__TASK PROMPT__: Only text belongs in your copy of the listing below; reproduce it exactly and leave out the pictures.

__SOURCE RECORDS__:
━━━━━━━━
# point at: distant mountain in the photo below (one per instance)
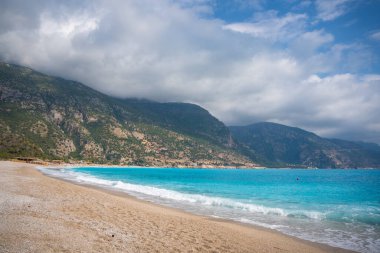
(278, 145)
(53, 118)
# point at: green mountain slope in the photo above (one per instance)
(52, 118)
(278, 145)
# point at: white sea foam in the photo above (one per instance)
(197, 199)
(292, 222)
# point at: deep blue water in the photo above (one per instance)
(337, 207)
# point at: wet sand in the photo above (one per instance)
(43, 214)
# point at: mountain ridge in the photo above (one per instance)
(53, 118)
(279, 145)
(56, 118)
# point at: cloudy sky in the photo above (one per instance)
(310, 64)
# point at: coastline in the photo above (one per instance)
(49, 214)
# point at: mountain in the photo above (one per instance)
(53, 118)
(278, 145)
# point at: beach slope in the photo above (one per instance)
(43, 214)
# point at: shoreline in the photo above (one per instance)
(228, 236)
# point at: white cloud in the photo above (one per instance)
(375, 35)
(163, 50)
(331, 9)
(270, 26)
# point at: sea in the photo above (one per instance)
(340, 208)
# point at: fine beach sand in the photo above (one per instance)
(43, 214)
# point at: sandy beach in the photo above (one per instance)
(43, 214)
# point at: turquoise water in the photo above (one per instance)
(337, 207)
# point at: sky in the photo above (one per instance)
(309, 64)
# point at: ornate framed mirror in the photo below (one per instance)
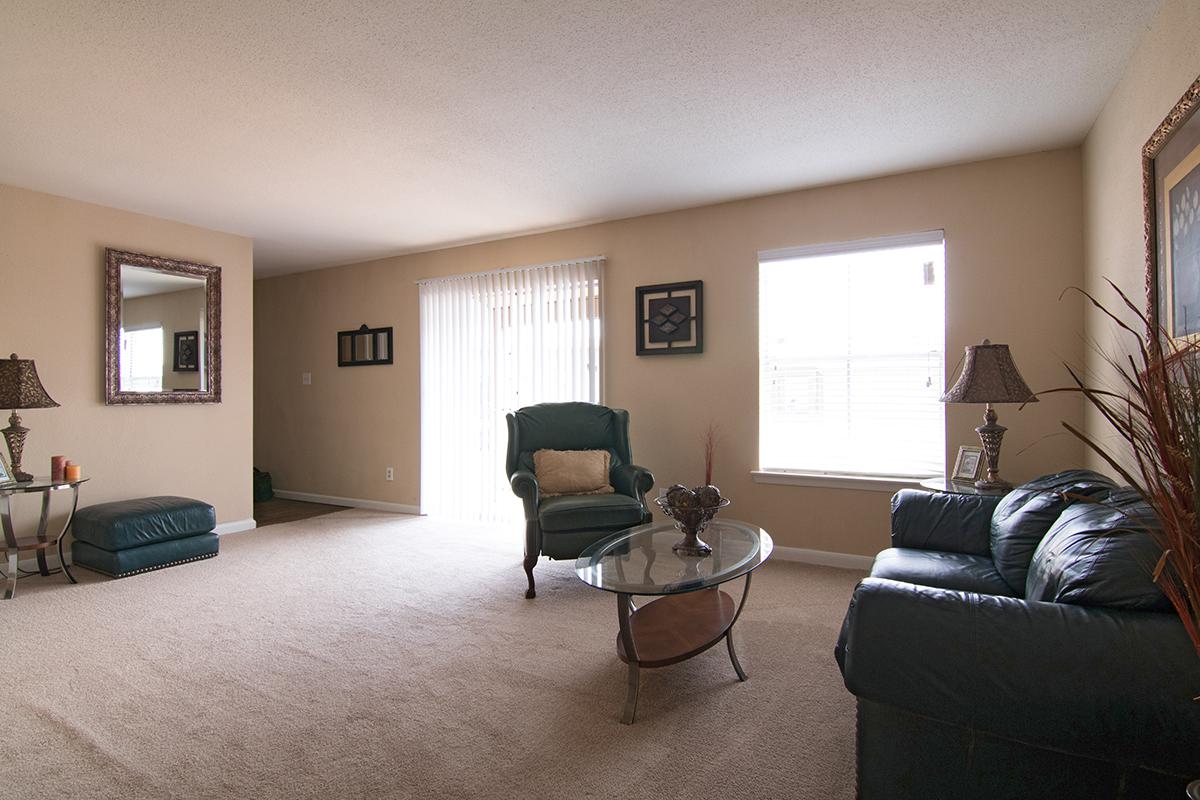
(1170, 169)
(162, 330)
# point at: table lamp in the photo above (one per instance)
(19, 388)
(989, 376)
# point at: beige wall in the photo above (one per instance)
(174, 311)
(1162, 67)
(1014, 241)
(52, 263)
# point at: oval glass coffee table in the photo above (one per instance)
(690, 613)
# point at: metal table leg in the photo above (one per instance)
(11, 545)
(66, 525)
(624, 606)
(42, 522)
(729, 633)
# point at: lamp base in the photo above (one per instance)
(990, 435)
(15, 437)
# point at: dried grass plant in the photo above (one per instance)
(709, 440)
(1155, 410)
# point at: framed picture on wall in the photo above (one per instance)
(1171, 199)
(670, 318)
(187, 352)
(966, 465)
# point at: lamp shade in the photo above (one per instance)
(21, 386)
(989, 376)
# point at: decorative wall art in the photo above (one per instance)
(364, 347)
(187, 352)
(670, 318)
(1171, 197)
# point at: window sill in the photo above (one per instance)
(826, 481)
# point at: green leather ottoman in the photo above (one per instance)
(131, 536)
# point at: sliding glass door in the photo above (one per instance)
(491, 343)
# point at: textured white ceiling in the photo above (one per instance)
(345, 130)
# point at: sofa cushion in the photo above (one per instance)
(960, 571)
(1025, 515)
(132, 523)
(585, 511)
(1099, 553)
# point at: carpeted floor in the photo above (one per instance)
(371, 655)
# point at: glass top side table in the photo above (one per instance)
(40, 542)
(960, 487)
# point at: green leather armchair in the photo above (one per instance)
(562, 527)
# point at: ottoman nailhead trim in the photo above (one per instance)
(150, 569)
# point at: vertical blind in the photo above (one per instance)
(491, 343)
(852, 358)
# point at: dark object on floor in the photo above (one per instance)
(1018, 648)
(277, 511)
(130, 536)
(562, 527)
(263, 489)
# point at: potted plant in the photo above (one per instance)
(1155, 410)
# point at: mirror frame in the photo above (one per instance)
(211, 275)
(1176, 119)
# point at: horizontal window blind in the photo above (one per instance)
(852, 358)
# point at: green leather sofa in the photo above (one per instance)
(562, 527)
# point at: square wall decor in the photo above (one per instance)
(670, 318)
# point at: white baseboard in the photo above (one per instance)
(825, 558)
(351, 503)
(234, 527)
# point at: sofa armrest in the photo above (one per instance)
(631, 480)
(942, 521)
(1105, 684)
(525, 486)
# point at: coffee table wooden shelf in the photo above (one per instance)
(690, 613)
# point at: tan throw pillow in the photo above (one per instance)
(571, 471)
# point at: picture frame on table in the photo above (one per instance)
(1171, 209)
(966, 465)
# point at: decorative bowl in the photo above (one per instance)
(690, 518)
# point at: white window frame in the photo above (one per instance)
(855, 481)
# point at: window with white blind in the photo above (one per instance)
(142, 360)
(851, 344)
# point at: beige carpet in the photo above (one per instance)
(370, 655)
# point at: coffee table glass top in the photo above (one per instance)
(39, 485)
(640, 560)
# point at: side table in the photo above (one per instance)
(39, 542)
(959, 487)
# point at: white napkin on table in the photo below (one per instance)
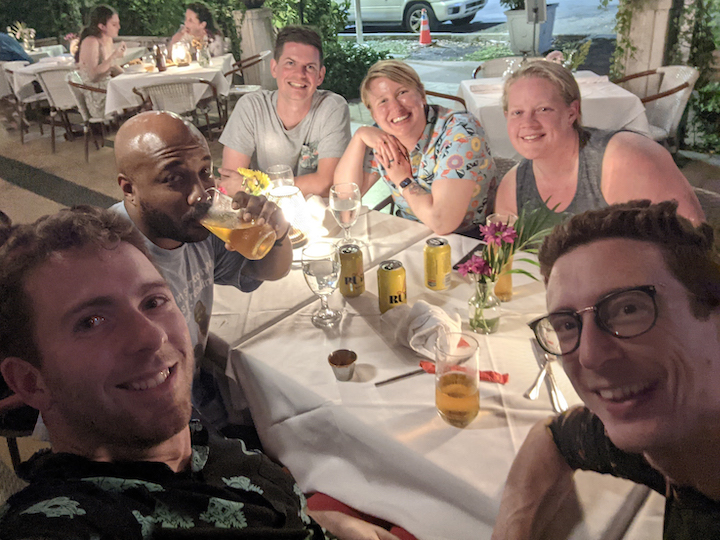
(419, 326)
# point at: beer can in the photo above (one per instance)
(352, 277)
(391, 285)
(437, 264)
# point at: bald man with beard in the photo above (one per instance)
(164, 169)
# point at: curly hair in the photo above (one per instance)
(687, 250)
(26, 247)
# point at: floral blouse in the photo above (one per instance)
(452, 146)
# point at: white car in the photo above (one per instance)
(408, 12)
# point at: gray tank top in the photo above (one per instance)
(588, 195)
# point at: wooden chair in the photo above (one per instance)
(179, 97)
(236, 92)
(77, 87)
(665, 108)
(440, 95)
(24, 97)
(54, 83)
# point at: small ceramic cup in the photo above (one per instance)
(343, 363)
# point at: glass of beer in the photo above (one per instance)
(251, 240)
(503, 285)
(457, 362)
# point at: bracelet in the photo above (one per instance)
(283, 237)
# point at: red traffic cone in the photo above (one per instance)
(425, 38)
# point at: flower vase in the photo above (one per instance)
(203, 57)
(484, 309)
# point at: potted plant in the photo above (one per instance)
(521, 31)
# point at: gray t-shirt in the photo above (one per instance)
(588, 195)
(190, 271)
(255, 129)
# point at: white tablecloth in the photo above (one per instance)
(384, 450)
(120, 93)
(237, 315)
(604, 105)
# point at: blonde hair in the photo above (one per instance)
(395, 70)
(560, 77)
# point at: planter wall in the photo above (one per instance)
(521, 31)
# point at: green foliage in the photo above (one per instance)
(49, 18)
(346, 64)
(705, 104)
(326, 16)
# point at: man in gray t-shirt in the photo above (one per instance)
(296, 125)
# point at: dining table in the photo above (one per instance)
(384, 450)
(605, 105)
(120, 95)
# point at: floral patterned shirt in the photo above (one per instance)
(452, 146)
(227, 492)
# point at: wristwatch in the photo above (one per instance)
(405, 183)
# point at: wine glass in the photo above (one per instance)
(345, 206)
(321, 268)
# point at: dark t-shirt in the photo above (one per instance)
(227, 492)
(581, 439)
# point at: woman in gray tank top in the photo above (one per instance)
(573, 169)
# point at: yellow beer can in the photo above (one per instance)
(437, 264)
(392, 289)
(352, 276)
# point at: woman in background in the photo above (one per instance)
(97, 55)
(200, 25)
(435, 161)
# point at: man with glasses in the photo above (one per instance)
(633, 292)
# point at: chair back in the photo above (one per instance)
(667, 111)
(497, 67)
(54, 84)
(75, 82)
(5, 89)
(9, 68)
(177, 97)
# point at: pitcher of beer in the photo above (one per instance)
(251, 240)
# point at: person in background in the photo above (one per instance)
(97, 55)
(435, 161)
(296, 125)
(200, 26)
(572, 168)
(91, 336)
(633, 292)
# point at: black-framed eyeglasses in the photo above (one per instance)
(624, 314)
━━━━━━━━
__TASK RESPONSE__:
# point at: distant mountain in the photo below (one per instance)
(278, 145)
(53, 118)
# point at: green mountain slope in the photo above (one per instance)
(52, 118)
(278, 145)
# point at: white sea foam in the photo above (one per instance)
(197, 199)
(292, 222)
# point at: deep blue water in the photo above (one per instance)
(337, 207)
# point at: wet sand in the photo above (one per instance)
(43, 214)
# point at: mountain ridge in the photo above (one per instance)
(53, 118)
(279, 145)
(56, 118)
# point at: cloudy sky in the photo above (one per instance)
(310, 64)
# point at: coastline in the photo above (one per instance)
(49, 214)
# point at: mountain in the photo above (one per instance)
(53, 118)
(278, 145)
# point at: beach slope in the photo above (one per instance)
(43, 214)
# point at: shoreline in the photo above (one per instance)
(228, 236)
# point at: white cloud in the photo above (one per instance)
(375, 35)
(163, 50)
(331, 9)
(270, 26)
# point at: sea in the photo above (one per instance)
(340, 208)
# point at: fine beach sand in the photo above (one per instance)
(43, 214)
# point at: sandy beach in the photo above (one per instance)
(43, 214)
# point at: turquoise water in the photo above (one per instance)
(337, 207)
# point at: sky in the photo above (one per instance)
(309, 64)
# point at: ornate framed mirror in the photo below (one per instance)
(1170, 169)
(162, 330)
# point at: table lamp in the photo above (one per instance)
(19, 388)
(989, 376)
# point at: beige wall in the photo above (one per instance)
(174, 311)
(1162, 67)
(1014, 241)
(52, 263)
# point at: oval glass coffee table in the photo above (one per instance)
(690, 613)
# point at: metal table leg in the photo above (one per instance)
(11, 545)
(66, 525)
(624, 606)
(42, 522)
(729, 633)
# point at: lamp base in the photo above (one per instance)
(990, 435)
(15, 437)
# point at: dried grass plant in the photo above (one per instance)
(709, 440)
(1155, 410)
# point at: framed picture on wall in the photo above (one per instance)
(1171, 199)
(670, 318)
(187, 352)
(966, 465)
# point at: lamp shade in the photo above (one per instance)
(21, 386)
(989, 376)
# point at: decorative wall art in the photo above (one per instance)
(364, 347)
(187, 352)
(670, 318)
(1171, 197)
# point at: window sill in the photo above (one per instance)
(826, 481)
# point at: green leather ottoman in the photo above (one per instance)
(131, 536)
# point at: sliding glass door in the photo above (one per instance)
(491, 343)
# point at: textured white ceiling in the photo above (one per instance)
(345, 130)
# point at: sofa cushion in the photo above (one per instance)
(960, 571)
(1025, 515)
(132, 523)
(585, 511)
(1099, 553)
# point at: carpeted floor in the photo above (one per instance)
(371, 655)
# point at: glass top side table in the photo above (one per instance)
(40, 542)
(960, 487)
# point at: green leather armchair in the photo above (one per instance)
(562, 527)
# point at: ottoman nailhead trim in the photo above (one per instance)
(150, 569)
# point at: vertical blind in the photo above (one per instance)
(491, 343)
(852, 358)
# point at: dark object on floor in the photo above (one per instance)
(1018, 648)
(277, 511)
(130, 536)
(562, 527)
(263, 489)
# point at: potted plant in the photo above (one per instance)
(1155, 410)
# point at: mirror frame in the photo above (one per instance)
(211, 275)
(1176, 119)
# point at: horizontal window blind in the photo above (one per instance)
(852, 358)
# point at: green leather sofa in the photo above (one per instance)
(562, 527)
# point at: square wall decor in the photo above (one per instance)
(670, 318)
# point at: white baseboard in the photo above (one per instance)
(825, 558)
(351, 503)
(234, 527)
# point at: sofa armrest in the photo above (one per instance)
(631, 480)
(942, 521)
(1105, 684)
(525, 486)
# point at: coffee table wooden shelf in the photo above (one per instance)
(690, 613)
# point at: tan throw pillow in the photo above (one per instance)
(571, 471)
# point at: picture frame on table in the photo above (one per instance)
(1171, 209)
(966, 465)
# point at: decorative bowl in the photo above (one per instance)
(690, 518)
# point at: white window frame in the photo above (one per instance)
(855, 481)
# point at: window with white blind in the photo above (one per instance)
(142, 360)
(851, 344)
# point at: beige carpet in the photo above (one per instance)
(370, 655)
# point at: coffee table glass top in the photo above (one per instance)
(39, 485)
(640, 560)
# point at: side table in the photo above (one per instance)
(39, 542)
(959, 487)
# point at: white napkin on table in the photo below (one per instance)
(419, 326)
# point at: beer can in the photo above (one per instance)
(352, 277)
(391, 285)
(437, 264)
# point at: bald man with beard in the photo above (one per instance)
(164, 169)
# point at: curly hair in the photo above (one per instance)
(687, 250)
(26, 247)
# point at: floral blouse in the photo above (one per instance)
(452, 146)
# point at: white car in the photo above (one per instance)
(408, 12)
# point at: gray tank top in the photo above (one per instance)
(588, 195)
# point at: wooden chair in the photo above (one per instance)
(179, 97)
(236, 92)
(77, 87)
(665, 108)
(440, 95)
(24, 97)
(54, 83)
# point at: small ceramic cup in the photo above (one per instance)
(343, 363)
# point at: glass of beer in the photo above (one per instance)
(251, 240)
(503, 285)
(457, 362)
# point at: bracelet in the photo above (one per instance)
(283, 237)
# point at: red traffic cone in the photo above (one per instance)
(425, 38)
# point at: flower vase in the photo above (one per instance)
(203, 57)
(484, 309)
# point at: potted plant in the photo above (one per instance)
(521, 31)
# point at: gray t-shirt in the photo above (one per instance)
(588, 195)
(190, 271)
(255, 129)
# point at: white tablecloth in the photo above (one per instance)
(384, 450)
(120, 93)
(237, 315)
(604, 105)
# point at: blonde hair in the photo above (one per instance)
(395, 70)
(560, 77)
# point at: planter wall in the photo above (one per instance)
(521, 31)
# point at: green foliage in the photo above (one per instance)
(49, 18)
(346, 64)
(705, 104)
(326, 16)
# point at: man in gray t-shirt in the photo above (one per instance)
(296, 125)
# point at: dining table in the photo above (one per instance)
(384, 450)
(605, 105)
(120, 95)
# point at: floral patterned shirt in the photo above (one per instance)
(452, 146)
(227, 492)
# point at: wristwatch in the photo above (one per instance)
(405, 183)
# point at: wine glass in the photo above (one per instance)
(345, 206)
(321, 268)
# point at: dark t-shirt in the photo above (one per instance)
(227, 492)
(581, 439)
# point at: woman in gray tank top in the photo above (one per instance)
(573, 169)
# point at: yellow beer can in the photo above (one per instance)
(437, 264)
(392, 289)
(352, 276)
# point at: woman in background in the photo above (one per instance)
(97, 55)
(200, 25)
(435, 161)
# point at: man with glasses in the photo above (one per instance)
(633, 292)
# point at: chair back in the photo above (one per instance)
(667, 111)
(497, 67)
(54, 84)
(75, 82)
(5, 89)
(9, 68)
(177, 97)
# point at: pitcher of beer in the photo above (one per instance)
(251, 240)
# point at: person in background in the photo above (one per instance)
(97, 55)
(435, 161)
(296, 125)
(200, 26)
(572, 168)
(91, 336)
(633, 292)
# point at: black-framed eyeglasses in the photo above (one per instance)
(624, 314)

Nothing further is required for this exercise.